▶ _TEXTO_:
----

A garantia de que não somos derrotados está em nossas próprias mãos, porém a oportunidade de derrotar o inimigo é fornecido pelo próprio inimigo
Sun Tzu (A arte da guerra)


Não era previsível a brutalidade humana e política do espetáculo, mas a ninguém de juízo pode haver surpreendido a coação – sequestro é a definição preferida – e a ilegalidade ostensiva de que foi vítima o ex-presidente Lula no último dia 4. 

De há muito ele sabia, e a militância pressentia, que era a bola da vez, a pedra incômoda no meio do caminho, posto que pouco renderia à direita a deposição pura e simples da presidente Dilma Rousseff se permanecesse de pé (como de pé permanece) a possibilidade – ameaça para ela, direita – de o governo ser recuperado pelas forças progressistas mediante eventual eleição de Lula em 2018. 

Como evitá-la desde logo, fugindo à disputa eleitoral que tanto teme (e com fundadas razões, pois foi repelida pelo povo por quatro pleitos consecutivos)? Destruindo o adversário incômodo, não importando como.

A agressão da última sexta-feira, pensada, calculada, planejada meticulosamente e meticulosamente preparada pela grande mídia junto à opinião pública, obra de laboratório enfim, foi, em face desse objetivo, um movimento de risco calculado, tido como necessário para que a inteligência golpista medisse a reação popular ao espetáculo da humilhação de seu mais importante líder, desde Vargas.

E assim pudesse calcular, como calculados e planejados estão, os próximos passos. Lula que se prepare para o que está por vir.

O próximo teste está marcado para domingo.

O consórcio golpista que reúne os potentados privados, estão convocando para a marcha golpista do dia 13; a alta burocracia estatal (MPF, PF, JF) e os grandes meios de comunicação de massa, cartel empresarial e monopólio ideológico, têm objetivos claros, definidos, que vão para além da deposição da presidente Dilma e sua substituição por um Aécio da vez, ou por um Cunha, ou um Renan, ou um Michel Temer.

Substituição da governante e do governo que pode ser operada mediante as fórmulas em curso (impeachment ou cassação via TSE), ou pela via heterodoxa de emenda constitucional (lembremo-nos de 1961) construtora ou de um presidencialismo mitigado, ou de um parlamentarismo segundo o modelo francês.

----

▶ _REGISTROS FORNECIDOS_:
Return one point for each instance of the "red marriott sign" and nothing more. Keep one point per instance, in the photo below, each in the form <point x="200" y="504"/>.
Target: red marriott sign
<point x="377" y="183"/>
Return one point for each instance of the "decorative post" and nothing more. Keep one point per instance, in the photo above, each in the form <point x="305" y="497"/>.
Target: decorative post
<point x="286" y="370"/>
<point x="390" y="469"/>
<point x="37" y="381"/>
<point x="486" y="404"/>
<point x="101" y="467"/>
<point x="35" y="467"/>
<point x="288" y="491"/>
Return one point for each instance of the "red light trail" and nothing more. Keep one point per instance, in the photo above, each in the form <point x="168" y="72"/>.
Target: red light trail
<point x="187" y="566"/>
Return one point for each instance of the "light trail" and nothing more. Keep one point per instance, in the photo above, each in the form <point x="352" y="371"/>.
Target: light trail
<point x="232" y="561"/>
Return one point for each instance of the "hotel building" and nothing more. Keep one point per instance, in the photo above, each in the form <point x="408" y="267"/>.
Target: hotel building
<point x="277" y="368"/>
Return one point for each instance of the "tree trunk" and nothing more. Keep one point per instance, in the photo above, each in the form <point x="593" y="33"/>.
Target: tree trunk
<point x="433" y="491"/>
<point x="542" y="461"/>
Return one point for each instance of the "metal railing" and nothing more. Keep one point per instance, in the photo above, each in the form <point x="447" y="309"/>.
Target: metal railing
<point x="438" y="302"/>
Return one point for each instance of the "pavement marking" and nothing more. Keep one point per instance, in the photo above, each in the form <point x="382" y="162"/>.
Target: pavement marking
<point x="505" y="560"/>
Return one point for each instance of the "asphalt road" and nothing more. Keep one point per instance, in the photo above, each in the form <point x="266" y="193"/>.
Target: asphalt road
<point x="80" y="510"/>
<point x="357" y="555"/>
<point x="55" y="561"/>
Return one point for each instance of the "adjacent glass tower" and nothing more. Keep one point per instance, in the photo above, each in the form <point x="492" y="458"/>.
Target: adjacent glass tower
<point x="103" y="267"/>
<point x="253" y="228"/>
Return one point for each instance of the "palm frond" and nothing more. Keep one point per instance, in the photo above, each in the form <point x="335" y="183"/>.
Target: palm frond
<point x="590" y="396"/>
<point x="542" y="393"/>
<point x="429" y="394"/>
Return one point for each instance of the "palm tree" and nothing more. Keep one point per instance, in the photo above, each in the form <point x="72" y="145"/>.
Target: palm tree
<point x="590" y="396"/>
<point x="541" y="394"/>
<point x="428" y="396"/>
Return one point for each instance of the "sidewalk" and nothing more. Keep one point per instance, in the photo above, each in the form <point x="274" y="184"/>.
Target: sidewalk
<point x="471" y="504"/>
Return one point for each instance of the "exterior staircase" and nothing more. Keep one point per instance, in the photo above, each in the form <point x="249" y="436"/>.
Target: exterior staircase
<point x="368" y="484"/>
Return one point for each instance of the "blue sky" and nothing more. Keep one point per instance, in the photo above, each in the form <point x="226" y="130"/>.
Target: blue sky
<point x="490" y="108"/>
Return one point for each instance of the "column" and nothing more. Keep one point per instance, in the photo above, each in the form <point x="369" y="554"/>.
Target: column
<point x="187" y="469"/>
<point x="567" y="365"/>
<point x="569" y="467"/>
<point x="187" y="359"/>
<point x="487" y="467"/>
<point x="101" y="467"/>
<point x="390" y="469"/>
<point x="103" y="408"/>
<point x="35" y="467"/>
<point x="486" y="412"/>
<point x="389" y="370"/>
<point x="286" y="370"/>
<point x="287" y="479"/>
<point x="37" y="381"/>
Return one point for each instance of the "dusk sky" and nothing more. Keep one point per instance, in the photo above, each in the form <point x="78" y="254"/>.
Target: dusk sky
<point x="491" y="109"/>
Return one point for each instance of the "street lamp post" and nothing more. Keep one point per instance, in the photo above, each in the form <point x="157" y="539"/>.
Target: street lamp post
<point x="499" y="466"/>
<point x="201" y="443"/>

----

▶ _INSTRUÇÃO ESCRITA A_: Copie, por favor, o trecho do texto de "O próximo teste" a "o modelo francês.".
▶ _INSTRUÇÃO ESCRITA B_: De acordo com o texto, para quando está marcado o próximo teste?
Os registros não têm relação com o texto.

▶ _RESPOSTA CORRETA A_:
O próximo teste está marcado para domingo.

O consórcio golpista que reúne os potentados privados, estão convocando para a marcha golpista do dia 13; a alta burocracia estatal (MPF, PF, JF) e os grandes meios de comunicação de massa, cartel empresarial e monopólio ideológico, têm objetivos claros, definidos, que vão para além da deposição da presidente Dilma e sua substituição por um Aécio da vez, ou por um Cunha, ou um Renan, ou um Michel Temer.

Substituição da governante e do governo que pode ser operada mediante as fórmulas em curso (impeachment ou cassação via TSE), ou pela via heterodoxa de emenda constitucional (lembremo-nos de 1961) construtora ou de um presidencialismo mitigado, ou de um parlamentarismo segundo o modelo francês.

▶ _RESPOSTA CORRETA B_: Para domingo.